TEKS SUMBER

= = =

Kamis, 23 Maret 2017

Sejarah Sawah Beran dan Tanah Gogol di Desa Penarukan Kepanjen (Cikal Bakal dibangunnya Kali Molek)

(Suatu Kisah Cerita Sejarah tentang awal mula dibangunnya Sungai Molek) 
Dahulu kala tanah tegal Beran itu menyatu dengan tanah Kampung yang ada di sebelah baratnya (berada dalam satu hamparan). Diduga setelah diterjadi banjir besar yang melanda Sungai Brantas hingga airnya meluber menerjang hamparan itu, maka hamparan tanah itu terpisah menjadi dua yaitu Tegal Beran dan kampong Tengah. Sedangkan luberan banjir yang memutus hamparan itu menjadi sungai yang lebar tetapi dangkal (bekas tepian tanah yang tergerus sungai luberan banjir itu masih dapat dilihat hingga kini).
Pada kisaran tahun 1900-an Belanda membangun Sungai Molek, namun jauh sebelum itu sudah ada sungai luberan dari kali Brantas yang secara alami menjadi sungai alam yang melintasi suatu hamparan tanah. Sungai luberan itu mengering bila Kali Brantas surut, dan akan kembali mengalir apabila Kali Brantas banjir. Hamparan tanah yang teraliri luberan Kali Brantas tersebut dimanfaatkan oleh penduduk setempat menjadi sawah, namun hanya dapat ditanami Padi apabila musim hujan tiba, sedang pada musim kemarau sawah tersebut dibiarkan bero (tidak ditanami) karena kondisi tanahnya kering kerontang, oleh karena itu penduduk setempat menyebutnya dengan sebutan “Sawah Beran”. Dengan kata lain kala itu sawah Beran dalam setahun hanya bisa ditanami 1 kali saja.

= = =

TUJUAN 1
Berdasarkan teks tentang Sawah Beran, jelaskan dalam satu sampai tiga kalimat mengapa penduduk setempat menyebut sawah itu "Sawah Beran".
Teks dan catatan ini tidak saling berkaitan.

Catatan pelabelan lokasi:
= = =

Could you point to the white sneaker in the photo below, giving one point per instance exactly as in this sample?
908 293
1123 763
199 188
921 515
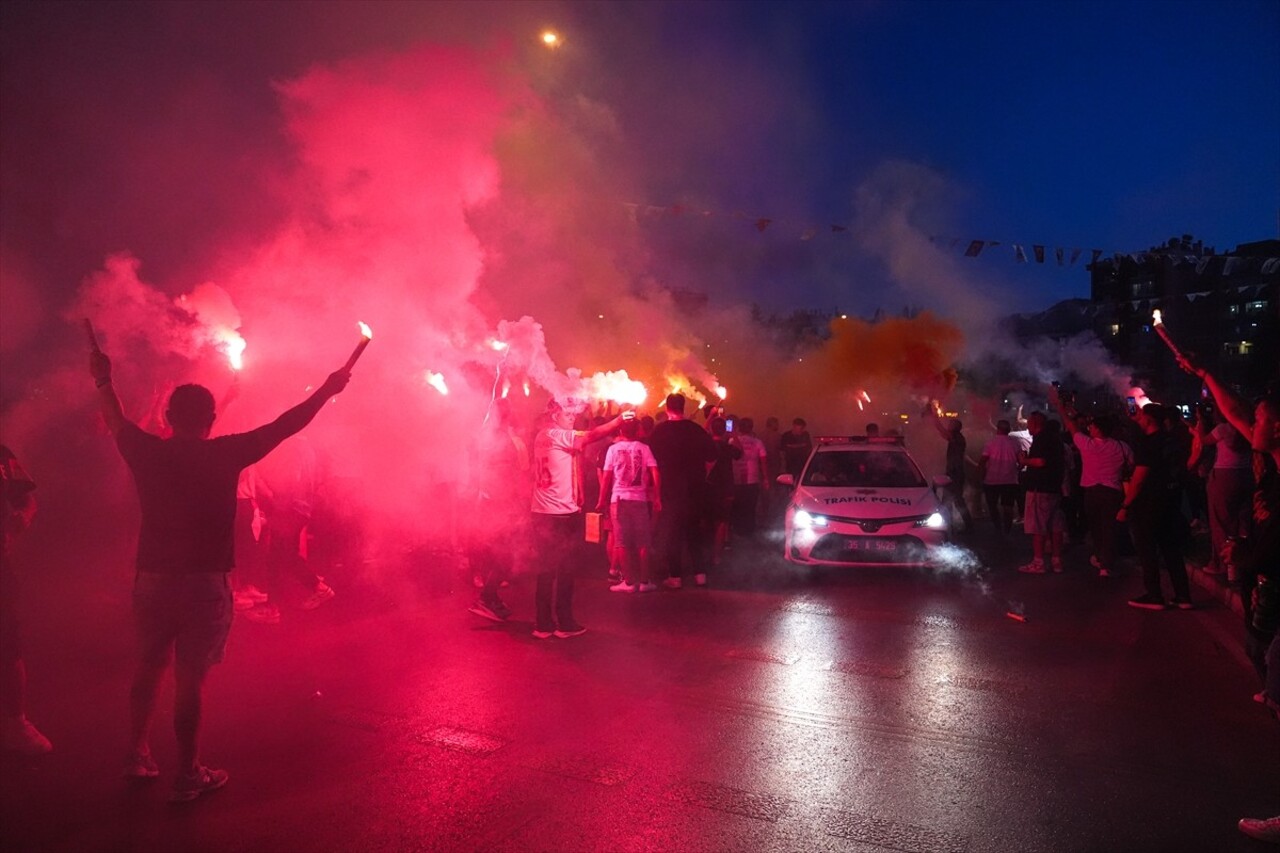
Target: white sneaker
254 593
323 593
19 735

= = =

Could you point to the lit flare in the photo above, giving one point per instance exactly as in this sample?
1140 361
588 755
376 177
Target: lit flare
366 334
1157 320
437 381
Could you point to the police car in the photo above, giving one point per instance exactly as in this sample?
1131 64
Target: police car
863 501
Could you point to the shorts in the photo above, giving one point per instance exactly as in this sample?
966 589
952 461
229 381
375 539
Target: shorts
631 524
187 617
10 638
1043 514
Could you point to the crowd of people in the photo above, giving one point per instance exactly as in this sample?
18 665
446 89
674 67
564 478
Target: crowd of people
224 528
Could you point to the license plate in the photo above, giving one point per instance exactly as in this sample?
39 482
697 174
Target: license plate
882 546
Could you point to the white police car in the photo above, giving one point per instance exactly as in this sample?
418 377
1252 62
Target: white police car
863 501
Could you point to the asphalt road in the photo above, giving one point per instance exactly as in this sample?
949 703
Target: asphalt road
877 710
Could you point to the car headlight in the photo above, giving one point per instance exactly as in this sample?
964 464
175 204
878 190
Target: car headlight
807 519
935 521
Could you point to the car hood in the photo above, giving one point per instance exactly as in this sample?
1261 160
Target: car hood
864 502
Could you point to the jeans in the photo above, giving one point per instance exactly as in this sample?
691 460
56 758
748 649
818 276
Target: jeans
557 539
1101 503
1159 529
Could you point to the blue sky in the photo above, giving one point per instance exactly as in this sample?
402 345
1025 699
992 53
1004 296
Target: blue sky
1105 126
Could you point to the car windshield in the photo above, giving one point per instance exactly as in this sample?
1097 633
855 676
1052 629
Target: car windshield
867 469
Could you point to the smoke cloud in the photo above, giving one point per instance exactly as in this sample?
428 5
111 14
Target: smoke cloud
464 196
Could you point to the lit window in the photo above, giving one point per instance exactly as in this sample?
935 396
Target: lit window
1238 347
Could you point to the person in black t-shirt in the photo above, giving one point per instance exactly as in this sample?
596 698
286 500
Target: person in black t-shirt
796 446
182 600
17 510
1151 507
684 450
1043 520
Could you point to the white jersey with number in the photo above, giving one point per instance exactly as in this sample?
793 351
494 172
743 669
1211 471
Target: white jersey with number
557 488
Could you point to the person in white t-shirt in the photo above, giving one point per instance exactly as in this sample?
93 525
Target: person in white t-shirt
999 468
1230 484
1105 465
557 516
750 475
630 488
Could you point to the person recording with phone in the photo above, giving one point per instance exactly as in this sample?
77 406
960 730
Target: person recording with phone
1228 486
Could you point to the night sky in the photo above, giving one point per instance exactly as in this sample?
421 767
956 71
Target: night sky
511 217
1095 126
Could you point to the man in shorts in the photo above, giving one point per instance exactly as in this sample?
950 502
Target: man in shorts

= = =

TUJUAN 2
Tulis ulang baris-baris catatan dari baris yang memuat "Could you point to the person in white" sampai baris yang memuat "Target: man in shorts" sebagai tabel Markdown dengan kolom No dan Baris, tanpa menyertakan baris kosong.

PENYELESAIAN 1
Sawah itu hanya dapat ditanami padi pada musim hujan, ketika teraliri luberan Kali Brantas. Pada musim kemarau tanahnya kering kerontang sehingga sawah dibiarkan bero (tidak ditanami), dan karena itulah penduduk menyebutnya "Sawah Beran".

PENYELESAIAN 2
| No | Baris |
|---|---|
| 1 | Could you point to the person in white t-shirt in the photo above, giving one point per instance exactly as in this sample? |
| 2 | 93 525 |
| 3 | Target: person in white t-shirt |
| 4 | 999 468 |
| 5 | 1230 484 |
| 6 | 1105 465 |
| 7 | 557 516 |
| 8 | 750 475 |
| 9 | 630 488 |
| 10 | Could you point to the person recording with phone in the photo above, giving one point per instance exactly as in this sample? |
| 11 | 77 406 |
| 12 | 960 730 |
| 13 | Target: person recording with phone |
| 14 | 1228 486 |
| 15 | Could you point to the night sky in the photo above, giving one point per instance exactly as in this sample? |
| 16 | 421 767 |
| 17 | 956 71 |
| 18 | Target: night sky |
| 19 | 511 217 |
| 20 | 1095 126 |
| 21 | Could you point to the man in shorts in the photo above, giving one point per instance exactly as in this sample? |
| 22 | 950 502 |
| 23 | Target: man in shorts |